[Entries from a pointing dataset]
════════

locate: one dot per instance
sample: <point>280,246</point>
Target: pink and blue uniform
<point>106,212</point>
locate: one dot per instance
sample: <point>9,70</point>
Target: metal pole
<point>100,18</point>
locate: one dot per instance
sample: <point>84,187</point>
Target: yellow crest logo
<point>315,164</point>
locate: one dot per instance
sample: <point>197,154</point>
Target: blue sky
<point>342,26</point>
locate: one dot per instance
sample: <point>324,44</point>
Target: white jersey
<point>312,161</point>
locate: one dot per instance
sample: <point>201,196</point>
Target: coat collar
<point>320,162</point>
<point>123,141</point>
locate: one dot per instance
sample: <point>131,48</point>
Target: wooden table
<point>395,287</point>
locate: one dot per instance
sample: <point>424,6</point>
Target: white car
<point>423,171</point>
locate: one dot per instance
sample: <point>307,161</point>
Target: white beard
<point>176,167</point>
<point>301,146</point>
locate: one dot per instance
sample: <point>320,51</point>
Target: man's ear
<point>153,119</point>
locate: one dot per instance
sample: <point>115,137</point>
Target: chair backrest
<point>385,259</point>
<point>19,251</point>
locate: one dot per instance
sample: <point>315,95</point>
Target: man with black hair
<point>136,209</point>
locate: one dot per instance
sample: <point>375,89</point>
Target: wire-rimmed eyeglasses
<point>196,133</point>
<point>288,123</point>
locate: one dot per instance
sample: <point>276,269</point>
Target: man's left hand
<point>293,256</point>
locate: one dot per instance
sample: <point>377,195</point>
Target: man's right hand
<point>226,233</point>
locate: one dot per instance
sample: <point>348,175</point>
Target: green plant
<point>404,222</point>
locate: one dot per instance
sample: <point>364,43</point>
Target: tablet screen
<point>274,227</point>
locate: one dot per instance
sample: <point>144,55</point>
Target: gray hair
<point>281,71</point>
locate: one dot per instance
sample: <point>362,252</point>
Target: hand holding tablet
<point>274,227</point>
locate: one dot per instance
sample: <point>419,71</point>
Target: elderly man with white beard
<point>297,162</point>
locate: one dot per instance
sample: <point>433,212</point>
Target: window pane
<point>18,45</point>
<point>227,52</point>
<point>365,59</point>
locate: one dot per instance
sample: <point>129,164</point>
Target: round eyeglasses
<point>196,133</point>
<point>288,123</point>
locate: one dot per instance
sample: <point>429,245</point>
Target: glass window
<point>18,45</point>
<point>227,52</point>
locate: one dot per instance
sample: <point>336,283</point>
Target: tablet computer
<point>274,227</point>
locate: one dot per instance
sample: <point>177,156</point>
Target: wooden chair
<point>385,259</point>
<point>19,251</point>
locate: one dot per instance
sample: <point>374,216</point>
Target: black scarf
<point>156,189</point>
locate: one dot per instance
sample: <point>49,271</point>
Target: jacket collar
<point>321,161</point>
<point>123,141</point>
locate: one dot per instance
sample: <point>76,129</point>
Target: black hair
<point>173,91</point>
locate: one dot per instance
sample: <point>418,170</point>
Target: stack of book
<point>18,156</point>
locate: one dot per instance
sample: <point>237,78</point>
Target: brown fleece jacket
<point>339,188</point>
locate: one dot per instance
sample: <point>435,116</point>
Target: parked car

════════

Go through the data and return every record exactly.

**Solution to the problem**
locate: one dot per instance
sample: <point>280,246</point>
Target: pink and blue uniform
<point>106,212</point>
locate: one dot per instance
sample: <point>9,70</point>
Target: metal pole
<point>100,18</point>
locate: one dot per instance
sample: <point>84,187</point>
Target: yellow crest logo
<point>315,164</point>
locate: one dot per instance
sample: <point>197,154</point>
Target: blue sky
<point>342,26</point>
locate: one dot per instance
sample: <point>324,44</point>
Target: white jersey
<point>312,161</point>
locate: one dot per instance
sample: <point>201,196</point>
Target: coat collar
<point>320,162</point>
<point>123,141</point>
locate: one dot per instance
sample: <point>131,48</point>
Target: wooden table
<point>395,287</point>
locate: one dot per instance
sample: <point>424,6</point>
Target: white car
<point>423,171</point>
locate: one dot per instance
sample: <point>307,161</point>
Target: white beard
<point>176,167</point>
<point>301,146</point>
locate: one dot per instance
sample: <point>320,51</point>
Target: man's ear
<point>153,119</point>
locate: one dot per instance
sample: <point>115,137</point>
Target: chair backrest
<point>385,259</point>
<point>19,251</point>
locate: one dot per instance
sample: <point>315,95</point>
Target: man with black hair
<point>136,209</point>
locate: one dot per instance
sample: <point>375,89</point>
Target: wire-rimmed eyeglasses
<point>196,133</point>
<point>288,123</point>
locate: one dot per instance
sample: <point>276,269</point>
Target: man's left hand
<point>293,256</point>
locate: one dot per instance
sample: <point>377,195</point>
Target: man's right hand
<point>226,233</point>
locate: one dot per instance
sample: <point>348,175</point>
Target: green plant
<point>404,222</point>
locate: one dot per instance
sample: <point>364,43</point>
Target: tablet screen
<point>274,227</point>
locate: one dot per instance
sample: <point>144,55</point>
Target: gray hair
<point>281,71</point>
locate: one dot per instance
sample: <point>362,252</point>
Target: hand holding tablet
<point>274,227</point>
locate: one dot per instance
sample: <point>419,71</point>
Target: elderly man with white beard
<point>297,162</point>
locate: one dot per instance
sample: <point>433,212</point>
Target: window pane
<point>18,45</point>
<point>227,52</point>
<point>365,59</point>
locate: one dot per instance
sample: <point>129,164</point>
Target: round eyeglasses
<point>196,133</point>
<point>288,123</point>
locate: one dot per instance
sample: <point>429,245</point>
Target: glass window
<point>18,45</point>
<point>227,52</point>
locate: one dot per instance
sample: <point>336,283</point>
Target: tablet computer
<point>274,227</point>
locate: one dot per instance
sample: <point>177,156</point>
Target: wooden chair
<point>385,259</point>
<point>19,251</point>
locate: one dot per instance
sample: <point>374,216</point>
Target: black scarf
<point>156,189</point>
locate: one dot per instance
sample: <point>49,271</point>
Target: jacket collar
<point>321,161</point>
<point>123,141</point>
locate: one dot per instance
sample: <point>76,129</point>
Target: black hair
<point>173,91</point>
locate: one dot per instance
sample: <point>418,170</point>
Target: stack of book
<point>18,156</point>
locate: one dot per instance
sample: <point>237,78</point>
Target: brown fleece jacket
<point>339,188</point>
locate: one dot per instance
sample: <point>435,116</point>
Target: parked car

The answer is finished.